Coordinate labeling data
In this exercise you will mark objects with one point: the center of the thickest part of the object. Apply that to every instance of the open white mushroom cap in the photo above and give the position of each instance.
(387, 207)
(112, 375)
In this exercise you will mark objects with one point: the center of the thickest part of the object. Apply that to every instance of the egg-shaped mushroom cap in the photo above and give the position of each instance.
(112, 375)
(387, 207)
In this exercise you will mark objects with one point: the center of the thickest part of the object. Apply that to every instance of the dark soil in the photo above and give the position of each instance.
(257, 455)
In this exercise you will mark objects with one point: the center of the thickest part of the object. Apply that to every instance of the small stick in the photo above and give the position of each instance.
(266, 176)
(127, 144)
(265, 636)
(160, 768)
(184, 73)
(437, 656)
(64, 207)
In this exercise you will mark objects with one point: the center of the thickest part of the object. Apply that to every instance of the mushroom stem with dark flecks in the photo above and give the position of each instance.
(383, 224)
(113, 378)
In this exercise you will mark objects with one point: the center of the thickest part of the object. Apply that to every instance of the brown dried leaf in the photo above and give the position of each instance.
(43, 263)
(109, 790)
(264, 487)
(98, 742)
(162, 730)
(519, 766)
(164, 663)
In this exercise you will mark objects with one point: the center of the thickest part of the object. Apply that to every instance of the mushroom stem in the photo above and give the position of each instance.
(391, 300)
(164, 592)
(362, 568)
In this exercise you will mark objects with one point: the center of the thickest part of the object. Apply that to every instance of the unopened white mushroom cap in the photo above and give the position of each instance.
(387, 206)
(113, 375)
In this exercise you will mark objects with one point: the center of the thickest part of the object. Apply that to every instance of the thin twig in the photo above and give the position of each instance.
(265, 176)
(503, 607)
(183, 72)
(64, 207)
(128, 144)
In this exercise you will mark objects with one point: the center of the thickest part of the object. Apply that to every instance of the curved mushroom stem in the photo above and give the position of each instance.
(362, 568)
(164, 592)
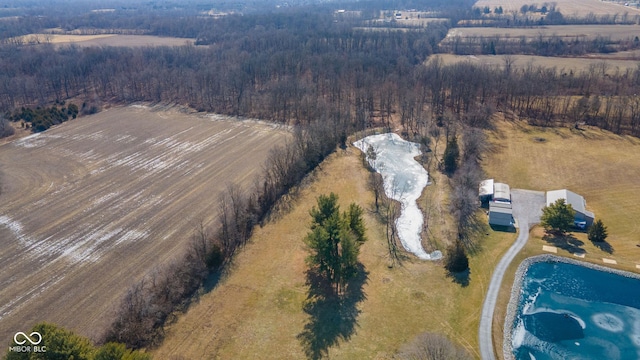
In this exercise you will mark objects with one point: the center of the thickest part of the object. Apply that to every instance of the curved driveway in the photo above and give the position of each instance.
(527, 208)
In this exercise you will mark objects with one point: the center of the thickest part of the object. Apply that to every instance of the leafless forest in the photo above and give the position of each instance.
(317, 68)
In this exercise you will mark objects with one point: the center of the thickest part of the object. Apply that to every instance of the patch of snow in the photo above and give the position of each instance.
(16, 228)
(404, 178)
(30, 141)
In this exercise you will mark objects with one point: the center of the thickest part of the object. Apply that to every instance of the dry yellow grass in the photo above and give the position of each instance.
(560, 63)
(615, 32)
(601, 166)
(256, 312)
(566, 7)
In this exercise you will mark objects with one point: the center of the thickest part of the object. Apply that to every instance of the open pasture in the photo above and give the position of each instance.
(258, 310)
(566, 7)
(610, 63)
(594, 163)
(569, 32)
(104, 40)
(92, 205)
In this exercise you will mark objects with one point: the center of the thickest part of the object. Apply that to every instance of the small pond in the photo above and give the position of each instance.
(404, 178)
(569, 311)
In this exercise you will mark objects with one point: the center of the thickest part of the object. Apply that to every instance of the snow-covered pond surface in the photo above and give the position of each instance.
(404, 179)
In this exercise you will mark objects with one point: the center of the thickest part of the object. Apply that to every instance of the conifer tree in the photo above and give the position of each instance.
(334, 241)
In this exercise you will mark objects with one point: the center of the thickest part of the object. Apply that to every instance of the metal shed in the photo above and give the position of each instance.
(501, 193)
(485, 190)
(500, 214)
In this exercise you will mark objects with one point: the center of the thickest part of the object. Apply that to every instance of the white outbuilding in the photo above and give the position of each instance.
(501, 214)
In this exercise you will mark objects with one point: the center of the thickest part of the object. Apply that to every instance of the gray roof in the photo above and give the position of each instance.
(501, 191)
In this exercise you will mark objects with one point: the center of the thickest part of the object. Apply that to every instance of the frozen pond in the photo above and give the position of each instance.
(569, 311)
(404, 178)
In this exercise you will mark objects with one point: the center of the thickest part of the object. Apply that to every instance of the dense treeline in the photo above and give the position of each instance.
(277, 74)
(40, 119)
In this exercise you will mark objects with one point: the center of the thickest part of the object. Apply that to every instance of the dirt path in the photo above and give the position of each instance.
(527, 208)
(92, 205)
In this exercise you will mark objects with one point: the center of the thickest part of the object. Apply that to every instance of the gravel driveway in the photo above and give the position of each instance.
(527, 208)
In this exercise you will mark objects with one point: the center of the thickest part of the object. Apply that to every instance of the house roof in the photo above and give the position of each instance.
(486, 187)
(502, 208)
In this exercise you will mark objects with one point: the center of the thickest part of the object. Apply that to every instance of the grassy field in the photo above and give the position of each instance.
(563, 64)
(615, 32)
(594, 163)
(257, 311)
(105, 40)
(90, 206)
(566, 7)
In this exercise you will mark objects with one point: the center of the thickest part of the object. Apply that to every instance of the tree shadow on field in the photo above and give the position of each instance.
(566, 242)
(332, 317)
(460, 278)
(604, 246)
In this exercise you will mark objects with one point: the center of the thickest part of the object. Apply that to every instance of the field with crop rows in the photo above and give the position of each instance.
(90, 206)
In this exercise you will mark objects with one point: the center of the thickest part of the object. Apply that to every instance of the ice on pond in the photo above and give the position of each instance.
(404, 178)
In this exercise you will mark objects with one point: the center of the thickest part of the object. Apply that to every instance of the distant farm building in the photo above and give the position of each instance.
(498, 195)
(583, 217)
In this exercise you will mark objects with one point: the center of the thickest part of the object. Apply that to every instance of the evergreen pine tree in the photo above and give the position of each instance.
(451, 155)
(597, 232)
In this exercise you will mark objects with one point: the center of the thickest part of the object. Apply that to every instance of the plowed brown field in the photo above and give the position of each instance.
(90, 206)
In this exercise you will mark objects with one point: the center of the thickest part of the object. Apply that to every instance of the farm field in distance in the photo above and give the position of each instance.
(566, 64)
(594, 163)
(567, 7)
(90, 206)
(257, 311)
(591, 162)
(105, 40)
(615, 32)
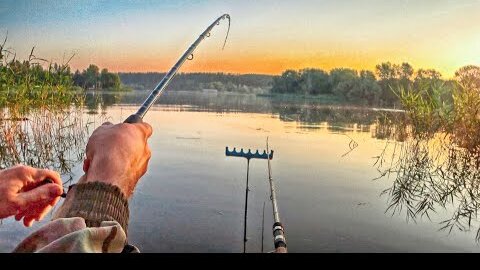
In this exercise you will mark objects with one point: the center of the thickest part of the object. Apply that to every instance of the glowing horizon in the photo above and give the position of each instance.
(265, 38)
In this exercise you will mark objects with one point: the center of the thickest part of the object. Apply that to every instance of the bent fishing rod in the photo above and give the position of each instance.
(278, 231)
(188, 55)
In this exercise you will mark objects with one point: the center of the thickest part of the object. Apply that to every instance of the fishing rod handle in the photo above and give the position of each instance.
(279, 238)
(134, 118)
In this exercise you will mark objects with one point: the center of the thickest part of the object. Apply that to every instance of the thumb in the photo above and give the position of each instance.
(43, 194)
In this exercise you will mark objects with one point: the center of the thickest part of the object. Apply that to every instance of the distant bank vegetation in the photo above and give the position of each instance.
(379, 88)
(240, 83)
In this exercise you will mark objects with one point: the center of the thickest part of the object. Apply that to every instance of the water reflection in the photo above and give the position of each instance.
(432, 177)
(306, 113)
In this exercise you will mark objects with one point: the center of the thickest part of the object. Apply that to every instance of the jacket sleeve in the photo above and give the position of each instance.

### WHAT IS REQUIRED
Do not include images; quote all of the entries above exactly.

### WORKED SOLUTION
In this exercise you will mark objects with one point: the center of the thickest part of the object. Apply that to every instance of the open white mushroom cap in the photo above and give the position of each instance.
(387, 207)
(112, 375)
In this exercise you will mark objects with one point: the center of the thickest part of the object. Apply that to every instance of the egg-shaped mushroom cap in the photo above and give the position of each instance.
(112, 375)
(387, 207)
In this exercise you will mark objects with one point: the center of the thickest part of the object. Apply that to every instance of the dark soil in the photo above and give the position of each instance.
(257, 455)
In this exercise you will mark objects with one point: the center of the thickest part of the object. Apply that to every instance of the small stick in the photo above and give the position of each instance.
(266, 176)
(127, 144)
(265, 636)
(160, 768)
(184, 73)
(437, 656)
(64, 207)
In this exercise you will mark objects with one point: the center of the thickest part of the object. Apply that to every instance of the mushroom stem with dark flecks in the photo above and give the position of each instance.
(383, 224)
(113, 378)
In this exercise you will mark objects with one point: the center of the thickest part of the object. Apply that to every instance of the brown dried leaf in the photo above and give the position of each instance.
(43, 263)
(109, 790)
(264, 487)
(98, 742)
(162, 730)
(519, 766)
(164, 663)
In this exercise you will mark objects with one point: the center of the thickest part of the object. Apply that to every instance of the mushroom stem in the photo above and give the position of each instance.
(391, 300)
(164, 592)
(362, 568)
In this exercise you will mark objects with one point: the center of the thickest part of the object. Apply that to every instance of the unopened white mushroom cap in the photo above and give the position of each instance.
(387, 206)
(113, 375)
In this exercise you will mark objects with one point: the center of the thickest part of the object. Apply that to every instance of the thin twig in the photo above and give the position of each instance.
(265, 176)
(503, 607)
(183, 72)
(64, 207)
(128, 144)
In this exercise you will mark objects with one point: the center of the thickest part of the object. Apply that to every instance of the curved mushroom stem in the photo above and give the position of each instance.
(362, 568)
(164, 592)
In this exercise you will mark objects with one point: the center of the thickest part of the object. Apply that to every instance of the curved driveway in the photo above and give the position of each instance.
(527, 208)
In this exercise you will mark objects with one point: the center of the thickest part of the object. Apply that to every instance of the leafless forest in the photo above and give the position of each instance.
(317, 68)
In this exercise you will mark objects with one point: the center of the thickest part of the object. Apply that to every instance of the patch of snow in the photo above and give the position of each instance.
(16, 228)
(404, 178)
(30, 141)
In this exercise you will mark objects with one point: the center of the thickest part of the object. Apply that to every instance of the dry yellow grass in the photo above and give the position of each instance.
(560, 63)
(615, 32)
(601, 166)
(256, 312)
(566, 7)
In this exercise you will mark objects with one point: the center of the thickest part of the object. Apply that to every instance of the open pasture in the photo above and give the position of each instance.
(258, 310)
(566, 7)
(610, 63)
(594, 163)
(569, 32)
(104, 40)
(92, 205)
In this exercise you will mark objects with one point: the center of the thickest part of the object. Apply that to every instance of the small pond in the photo above and give the position of each instance.
(404, 178)
(569, 311)
In this exercise you will mark objects with one point: the center of the thickest part of the object. Apply that to every instance of the snow-covered pond surface in the photo above and give the position of each instance.
(404, 179)
In this exercise you will mark objects with one point: the center of the thickest part of the object. Apply that to every instance of the conifer tree in the photo above and give the position of each instance.
(334, 241)
In this exercise you will mark objects with one point: the center of the thickest part of the object. Apply that to every instance of the metal shed in the photo above and give the position of each instance.
(501, 193)
(485, 190)
(500, 214)
In this exercise you will mark objects with one point: the center of the thickest part of the object. Apply that to every instance of the white outbuilding in the photo above and give the position of each instance.
(501, 214)
In this exercise you will mark objects with one point: the center of the thickest part of the object. Apply that to every instance of the gray roof in the photo above and give the position of each instance.
(501, 191)
In this exercise you will mark objects with one point: the center of the thickest part of the object. Apply that to every instance of the frozen pond in the photo above and give the position of each instance.
(569, 311)
(404, 178)
In this exercise you will mark objects with one point: the center of the thickest part of the object. Apply that to every instance of the dense treeline in the photo above and give the position of each instance.
(277, 74)
(40, 119)
In this exercise you will mark objects with one point: the center of the thickest part of the object. Apply that to every instance of the dirt path in the photo above and give the position of each instance.
(527, 208)
(92, 205)
In this exercise you will mark objects with one point: the center of the thickest part of the object. Apply that to every instance of the gravel driveway in the photo above and give the position of each instance.
(527, 208)
In this exercise you will mark objects with one point: the center of the thickest part of the object. Apply that to every instance of the house roof in the photo above and give the position of each instance.
(486, 187)
(502, 208)
In this exercise you will mark objects with one point: the center of the thickest part of the object. Apply that to every instance of the grassy field in the photo above and give the position of each instance.
(563, 64)
(615, 32)
(594, 163)
(257, 311)
(105, 40)
(90, 206)
(566, 7)
In this exercise you will mark objects with one point: the center of the thickest part of the object. Apply that to every instance of the tree shadow on field in the photo above and give the position of each instance.
(566, 242)
(332, 317)
(460, 278)
(604, 246)
In this exercise you will mark objects with one point: the center of the thickest part of the object. Apply that to every instance of the field with crop rows in the photo above and give the position of each instance.
(90, 206)
In this exercise you will mark objects with one point: the center of the thickest part of the object. Apply that to every instance of the ice on pond in the photo above and give the position of each instance.
(404, 178)
In this exercise you will mark objects with one point: the center of the thickest part of the object. Apply that to every instance of the distant farm building in the photo above and give the position of each instance.
(498, 195)
(583, 217)
In this exercise you will mark objects with one point: the center of the thickest part of the object. Apply that to every instance of the evergreen pine tree in the photo above and give the position of each instance.
(451, 155)
(597, 232)
In this exercise you will mark objects with one point: the center of the thickest part of the object. Apply that to every instance of the plowed brown field in the photo above and give the position of each instance.
(90, 206)
In this exercise you will mark objects with one point: the center of the thickest part of the object. Apply that to every instance of the farm field in distance in the photo above and give the position of each instance.
(566, 64)
(594, 163)
(567, 7)
(90, 206)
(257, 311)
(591, 162)
(105, 40)
(615, 32)
In this exercise you will mark objects with one point: the center of the thickest part of the object. Apply that to every instance of the glowing horizon in the photo above and give the position of each instance.
(265, 38)
In this exercise you will mark objects with one point: the center of the thickest part of the object. Apply that to every instance of the bent fishing rod in the photo above and give the position of each instance.
(278, 231)
(188, 55)
In this exercise you will mark objects with one point: the center of the thickest part of the object. Apply that to every instance of the fishing rod handle in the photo above and give the position of each instance.
(279, 238)
(134, 118)
In this exercise you will mark objects with one point: the center of the thickest part of the object. Apply that to every instance of the thumb in the photo above and give the position of each instance.
(43, 194)
In this exercise you will mark objects with one point: the center of the thickest part of the object. Apply that to every instance of the distant bank vegetation in the photo above and give the position of each instance.
(379, 88)
(240, 83)
In this exercise you will mark objects with one point: the center of the thickest part of the object. Apply that to every instance of the water reflection in the photo above and give the position of each instance.
(432, 177)
(306, 113)
In this exercise you will mark objects with one point: the center of the thickest part of the object. Apply that to every instance of the jacket sleeve in the photo above and give the position of each instance.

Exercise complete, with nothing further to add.